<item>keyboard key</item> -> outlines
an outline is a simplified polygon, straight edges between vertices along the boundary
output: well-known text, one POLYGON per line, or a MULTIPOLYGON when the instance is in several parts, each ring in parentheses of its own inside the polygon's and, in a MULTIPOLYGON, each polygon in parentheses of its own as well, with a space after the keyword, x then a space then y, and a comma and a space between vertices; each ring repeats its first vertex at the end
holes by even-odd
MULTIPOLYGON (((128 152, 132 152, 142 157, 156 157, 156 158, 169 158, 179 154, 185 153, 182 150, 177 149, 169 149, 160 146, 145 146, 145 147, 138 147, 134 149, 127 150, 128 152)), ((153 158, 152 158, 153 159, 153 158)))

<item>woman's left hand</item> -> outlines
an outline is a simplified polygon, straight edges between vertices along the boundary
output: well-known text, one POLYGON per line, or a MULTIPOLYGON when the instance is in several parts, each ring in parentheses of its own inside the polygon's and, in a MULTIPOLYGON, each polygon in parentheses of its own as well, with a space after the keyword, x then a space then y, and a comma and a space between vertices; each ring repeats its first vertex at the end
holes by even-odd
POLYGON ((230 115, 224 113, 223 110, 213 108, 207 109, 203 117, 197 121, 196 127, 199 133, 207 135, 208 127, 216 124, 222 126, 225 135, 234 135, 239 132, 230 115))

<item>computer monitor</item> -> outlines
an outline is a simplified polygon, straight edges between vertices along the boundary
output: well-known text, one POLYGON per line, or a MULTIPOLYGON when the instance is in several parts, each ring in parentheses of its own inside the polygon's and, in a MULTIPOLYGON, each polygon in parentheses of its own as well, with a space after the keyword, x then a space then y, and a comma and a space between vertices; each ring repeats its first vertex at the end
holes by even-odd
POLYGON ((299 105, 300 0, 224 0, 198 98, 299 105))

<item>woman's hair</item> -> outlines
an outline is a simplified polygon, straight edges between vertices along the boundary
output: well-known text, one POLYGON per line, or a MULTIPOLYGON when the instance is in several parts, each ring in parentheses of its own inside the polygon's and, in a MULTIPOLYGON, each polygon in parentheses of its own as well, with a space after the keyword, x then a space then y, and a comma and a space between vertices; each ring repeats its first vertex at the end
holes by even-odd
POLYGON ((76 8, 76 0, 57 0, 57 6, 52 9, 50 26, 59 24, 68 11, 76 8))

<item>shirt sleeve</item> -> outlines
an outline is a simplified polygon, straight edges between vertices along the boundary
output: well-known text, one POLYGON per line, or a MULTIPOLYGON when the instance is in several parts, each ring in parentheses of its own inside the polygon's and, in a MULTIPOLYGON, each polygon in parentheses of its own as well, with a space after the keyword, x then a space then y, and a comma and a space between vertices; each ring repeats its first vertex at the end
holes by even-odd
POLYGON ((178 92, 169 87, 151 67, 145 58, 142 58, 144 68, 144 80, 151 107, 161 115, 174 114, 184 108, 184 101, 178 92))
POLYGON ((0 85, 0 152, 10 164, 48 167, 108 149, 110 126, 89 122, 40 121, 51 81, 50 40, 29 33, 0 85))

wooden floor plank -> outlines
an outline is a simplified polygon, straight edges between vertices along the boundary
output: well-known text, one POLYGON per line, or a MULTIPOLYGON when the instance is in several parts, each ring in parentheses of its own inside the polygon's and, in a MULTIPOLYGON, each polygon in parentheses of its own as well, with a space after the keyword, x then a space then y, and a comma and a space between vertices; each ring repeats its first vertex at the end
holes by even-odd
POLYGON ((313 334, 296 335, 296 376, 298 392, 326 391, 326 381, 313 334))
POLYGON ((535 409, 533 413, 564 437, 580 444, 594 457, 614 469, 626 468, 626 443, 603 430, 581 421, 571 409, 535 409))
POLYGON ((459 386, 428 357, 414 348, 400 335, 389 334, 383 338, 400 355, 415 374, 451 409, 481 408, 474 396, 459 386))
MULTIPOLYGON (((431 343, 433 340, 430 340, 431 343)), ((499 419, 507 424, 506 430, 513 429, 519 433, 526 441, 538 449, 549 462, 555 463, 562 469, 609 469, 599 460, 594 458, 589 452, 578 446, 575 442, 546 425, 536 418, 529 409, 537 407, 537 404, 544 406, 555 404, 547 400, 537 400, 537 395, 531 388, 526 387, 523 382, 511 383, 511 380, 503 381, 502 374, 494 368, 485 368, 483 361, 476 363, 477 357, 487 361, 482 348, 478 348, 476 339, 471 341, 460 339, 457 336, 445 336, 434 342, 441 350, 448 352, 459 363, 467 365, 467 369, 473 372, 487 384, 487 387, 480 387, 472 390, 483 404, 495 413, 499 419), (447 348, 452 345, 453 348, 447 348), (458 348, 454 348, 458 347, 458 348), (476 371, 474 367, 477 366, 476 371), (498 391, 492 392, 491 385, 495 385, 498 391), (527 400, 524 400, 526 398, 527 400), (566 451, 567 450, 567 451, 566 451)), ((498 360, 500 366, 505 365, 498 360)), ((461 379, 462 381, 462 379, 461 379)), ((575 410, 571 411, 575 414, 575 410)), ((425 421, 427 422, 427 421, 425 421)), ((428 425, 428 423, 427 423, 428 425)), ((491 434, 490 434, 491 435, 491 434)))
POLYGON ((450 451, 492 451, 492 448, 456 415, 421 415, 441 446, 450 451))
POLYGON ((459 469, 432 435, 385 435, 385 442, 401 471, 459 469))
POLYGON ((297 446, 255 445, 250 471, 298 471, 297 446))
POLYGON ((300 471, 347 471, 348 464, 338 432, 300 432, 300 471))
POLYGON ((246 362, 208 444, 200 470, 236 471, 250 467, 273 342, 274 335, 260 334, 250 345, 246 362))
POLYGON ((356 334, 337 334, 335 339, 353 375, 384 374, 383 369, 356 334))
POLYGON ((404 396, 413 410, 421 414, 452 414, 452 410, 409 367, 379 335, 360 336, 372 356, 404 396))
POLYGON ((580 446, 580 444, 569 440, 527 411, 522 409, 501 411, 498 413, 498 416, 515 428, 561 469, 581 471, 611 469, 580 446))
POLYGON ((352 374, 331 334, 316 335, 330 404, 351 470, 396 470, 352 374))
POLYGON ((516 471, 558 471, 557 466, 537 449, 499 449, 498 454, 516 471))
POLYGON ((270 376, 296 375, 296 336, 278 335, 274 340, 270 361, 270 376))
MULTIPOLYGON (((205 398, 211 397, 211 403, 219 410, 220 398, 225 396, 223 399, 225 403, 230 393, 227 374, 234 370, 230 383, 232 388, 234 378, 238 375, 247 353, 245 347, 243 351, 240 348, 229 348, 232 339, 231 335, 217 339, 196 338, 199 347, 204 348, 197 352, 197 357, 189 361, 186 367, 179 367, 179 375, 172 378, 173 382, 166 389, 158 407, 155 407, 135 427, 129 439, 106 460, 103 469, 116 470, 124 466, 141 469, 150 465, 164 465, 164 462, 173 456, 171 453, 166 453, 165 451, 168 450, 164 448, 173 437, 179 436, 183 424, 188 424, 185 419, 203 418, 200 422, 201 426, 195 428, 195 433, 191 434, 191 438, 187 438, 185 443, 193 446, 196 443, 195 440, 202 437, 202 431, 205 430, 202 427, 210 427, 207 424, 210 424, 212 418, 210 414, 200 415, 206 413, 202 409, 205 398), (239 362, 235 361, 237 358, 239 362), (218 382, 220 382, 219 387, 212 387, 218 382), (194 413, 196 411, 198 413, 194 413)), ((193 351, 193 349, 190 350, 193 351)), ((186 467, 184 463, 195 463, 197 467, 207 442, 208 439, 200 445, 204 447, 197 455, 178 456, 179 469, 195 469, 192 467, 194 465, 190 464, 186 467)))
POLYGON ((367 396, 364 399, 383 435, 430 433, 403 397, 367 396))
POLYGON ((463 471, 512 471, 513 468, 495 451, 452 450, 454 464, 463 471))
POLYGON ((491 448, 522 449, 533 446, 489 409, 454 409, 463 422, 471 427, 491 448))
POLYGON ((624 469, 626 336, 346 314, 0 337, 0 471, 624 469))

* **The problem**
Copy out every line of the data that includes "woman".

* **Task answer**
<item>woman's left hand</item> -> outlines
<item>woman's hair</item> -> outlines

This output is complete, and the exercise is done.